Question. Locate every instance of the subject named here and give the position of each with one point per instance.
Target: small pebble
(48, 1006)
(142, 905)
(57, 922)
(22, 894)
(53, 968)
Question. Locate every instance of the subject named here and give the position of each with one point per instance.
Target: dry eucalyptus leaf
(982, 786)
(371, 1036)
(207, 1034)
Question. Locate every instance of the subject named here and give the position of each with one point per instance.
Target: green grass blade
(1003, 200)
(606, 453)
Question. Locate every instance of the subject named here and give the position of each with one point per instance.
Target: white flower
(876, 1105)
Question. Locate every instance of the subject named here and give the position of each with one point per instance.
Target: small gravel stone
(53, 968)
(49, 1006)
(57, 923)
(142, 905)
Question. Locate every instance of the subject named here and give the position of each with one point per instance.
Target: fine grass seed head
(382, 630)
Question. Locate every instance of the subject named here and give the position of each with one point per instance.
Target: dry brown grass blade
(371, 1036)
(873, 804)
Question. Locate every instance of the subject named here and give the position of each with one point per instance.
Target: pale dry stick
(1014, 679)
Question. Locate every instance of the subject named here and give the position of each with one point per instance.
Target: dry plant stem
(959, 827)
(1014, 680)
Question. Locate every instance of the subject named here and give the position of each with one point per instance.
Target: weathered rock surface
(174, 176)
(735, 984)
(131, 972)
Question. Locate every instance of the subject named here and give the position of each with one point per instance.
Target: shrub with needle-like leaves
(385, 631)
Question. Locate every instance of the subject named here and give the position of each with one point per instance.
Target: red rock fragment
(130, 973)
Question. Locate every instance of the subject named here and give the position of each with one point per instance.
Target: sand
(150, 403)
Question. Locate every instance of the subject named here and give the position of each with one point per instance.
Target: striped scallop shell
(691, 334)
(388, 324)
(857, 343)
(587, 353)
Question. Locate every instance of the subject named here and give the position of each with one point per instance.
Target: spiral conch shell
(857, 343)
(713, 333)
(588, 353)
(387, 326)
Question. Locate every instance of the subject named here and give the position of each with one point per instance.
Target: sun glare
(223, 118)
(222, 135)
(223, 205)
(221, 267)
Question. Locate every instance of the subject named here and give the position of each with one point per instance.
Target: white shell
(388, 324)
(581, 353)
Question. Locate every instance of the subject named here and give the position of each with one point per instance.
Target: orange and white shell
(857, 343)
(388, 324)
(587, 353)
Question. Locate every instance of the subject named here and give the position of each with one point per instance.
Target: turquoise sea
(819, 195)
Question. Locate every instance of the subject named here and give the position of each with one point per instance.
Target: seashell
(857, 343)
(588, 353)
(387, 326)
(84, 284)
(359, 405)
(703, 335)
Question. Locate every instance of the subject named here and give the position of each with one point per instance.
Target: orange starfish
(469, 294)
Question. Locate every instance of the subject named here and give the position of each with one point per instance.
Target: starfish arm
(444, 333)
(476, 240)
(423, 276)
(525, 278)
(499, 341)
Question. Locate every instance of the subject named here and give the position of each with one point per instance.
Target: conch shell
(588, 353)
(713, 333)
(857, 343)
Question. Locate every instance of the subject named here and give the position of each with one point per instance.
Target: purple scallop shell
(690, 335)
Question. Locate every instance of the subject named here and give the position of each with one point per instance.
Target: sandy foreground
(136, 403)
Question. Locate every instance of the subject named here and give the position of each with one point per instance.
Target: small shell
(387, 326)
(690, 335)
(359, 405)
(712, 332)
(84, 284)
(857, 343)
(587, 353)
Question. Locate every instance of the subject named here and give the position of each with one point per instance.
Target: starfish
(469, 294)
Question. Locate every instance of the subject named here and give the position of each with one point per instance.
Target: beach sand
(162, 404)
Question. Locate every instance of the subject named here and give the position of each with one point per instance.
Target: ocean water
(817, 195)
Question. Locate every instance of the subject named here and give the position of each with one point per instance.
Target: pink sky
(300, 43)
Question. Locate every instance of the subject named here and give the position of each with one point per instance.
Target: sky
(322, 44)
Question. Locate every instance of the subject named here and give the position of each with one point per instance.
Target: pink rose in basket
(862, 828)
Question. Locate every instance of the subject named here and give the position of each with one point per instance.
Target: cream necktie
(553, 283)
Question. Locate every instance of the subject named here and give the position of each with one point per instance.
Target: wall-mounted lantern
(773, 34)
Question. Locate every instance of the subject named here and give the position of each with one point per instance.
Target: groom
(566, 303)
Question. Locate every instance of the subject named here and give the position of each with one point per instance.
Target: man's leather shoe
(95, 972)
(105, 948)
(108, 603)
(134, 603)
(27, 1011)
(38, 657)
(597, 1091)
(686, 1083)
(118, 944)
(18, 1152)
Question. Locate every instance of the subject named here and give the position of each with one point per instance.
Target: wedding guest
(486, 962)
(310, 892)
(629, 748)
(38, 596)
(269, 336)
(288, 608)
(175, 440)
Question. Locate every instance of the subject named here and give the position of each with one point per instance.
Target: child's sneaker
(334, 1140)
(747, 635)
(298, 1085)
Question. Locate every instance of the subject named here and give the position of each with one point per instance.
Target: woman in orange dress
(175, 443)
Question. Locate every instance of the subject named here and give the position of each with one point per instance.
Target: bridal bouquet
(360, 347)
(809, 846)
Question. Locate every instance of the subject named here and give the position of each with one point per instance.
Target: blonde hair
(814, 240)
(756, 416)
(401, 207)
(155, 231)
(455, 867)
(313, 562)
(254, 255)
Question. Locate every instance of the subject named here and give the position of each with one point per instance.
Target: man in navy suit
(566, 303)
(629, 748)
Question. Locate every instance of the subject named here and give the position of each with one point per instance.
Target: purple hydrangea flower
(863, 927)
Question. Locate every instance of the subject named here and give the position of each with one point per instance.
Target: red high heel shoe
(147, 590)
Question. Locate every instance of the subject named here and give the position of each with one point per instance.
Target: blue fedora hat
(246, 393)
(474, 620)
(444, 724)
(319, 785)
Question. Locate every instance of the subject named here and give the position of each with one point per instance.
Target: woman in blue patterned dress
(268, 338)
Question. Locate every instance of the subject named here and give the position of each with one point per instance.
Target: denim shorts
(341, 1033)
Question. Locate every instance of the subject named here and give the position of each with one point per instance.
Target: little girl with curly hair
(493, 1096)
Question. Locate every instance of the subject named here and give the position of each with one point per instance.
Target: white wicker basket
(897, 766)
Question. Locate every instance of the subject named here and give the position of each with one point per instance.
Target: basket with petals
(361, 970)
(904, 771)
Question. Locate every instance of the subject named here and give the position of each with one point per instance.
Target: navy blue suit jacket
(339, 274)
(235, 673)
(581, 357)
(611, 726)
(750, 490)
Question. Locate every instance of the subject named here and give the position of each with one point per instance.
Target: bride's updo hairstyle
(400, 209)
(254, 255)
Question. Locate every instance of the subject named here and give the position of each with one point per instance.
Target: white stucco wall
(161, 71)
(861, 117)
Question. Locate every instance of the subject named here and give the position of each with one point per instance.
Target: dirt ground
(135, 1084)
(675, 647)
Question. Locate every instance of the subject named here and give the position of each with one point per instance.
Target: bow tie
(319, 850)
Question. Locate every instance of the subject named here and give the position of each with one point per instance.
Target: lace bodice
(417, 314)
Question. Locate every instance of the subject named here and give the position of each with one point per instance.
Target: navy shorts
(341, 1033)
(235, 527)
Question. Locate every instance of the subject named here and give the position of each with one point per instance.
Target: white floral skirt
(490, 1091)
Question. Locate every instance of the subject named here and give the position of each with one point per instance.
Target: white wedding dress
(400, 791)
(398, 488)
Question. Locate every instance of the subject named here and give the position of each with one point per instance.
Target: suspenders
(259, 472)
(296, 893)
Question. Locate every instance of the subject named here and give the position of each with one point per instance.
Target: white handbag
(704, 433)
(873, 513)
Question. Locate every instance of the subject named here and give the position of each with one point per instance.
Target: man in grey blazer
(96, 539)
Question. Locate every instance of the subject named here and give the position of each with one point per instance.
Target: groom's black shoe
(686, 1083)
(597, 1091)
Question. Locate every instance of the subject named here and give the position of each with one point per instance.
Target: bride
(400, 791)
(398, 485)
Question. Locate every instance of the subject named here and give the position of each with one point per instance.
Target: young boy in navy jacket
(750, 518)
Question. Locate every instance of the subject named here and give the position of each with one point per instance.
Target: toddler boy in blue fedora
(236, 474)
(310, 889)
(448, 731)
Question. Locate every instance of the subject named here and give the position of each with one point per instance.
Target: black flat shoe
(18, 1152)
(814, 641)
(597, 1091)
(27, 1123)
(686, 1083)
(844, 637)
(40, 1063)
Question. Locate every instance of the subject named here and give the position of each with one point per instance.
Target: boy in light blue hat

> _TASK STATEMENT_
Copy the entries word for word, starting with their first line and continuing through the line containing "(207, 1034)", including both of those lines.

> _FULL ANSWER_
Question. Locate every instance of the subject named here and give the position of each with one point per instance.
Target: small pebble
(48, 1006)
(142, 905)
(57, 922)
(22, 894)
(53, 968)
Question. Locate every instance of the subject named here and give the position of each with one point per instance.
Target: dry eucalyptus leaf
(982, 786)
(371, 1036)
(207, 1034)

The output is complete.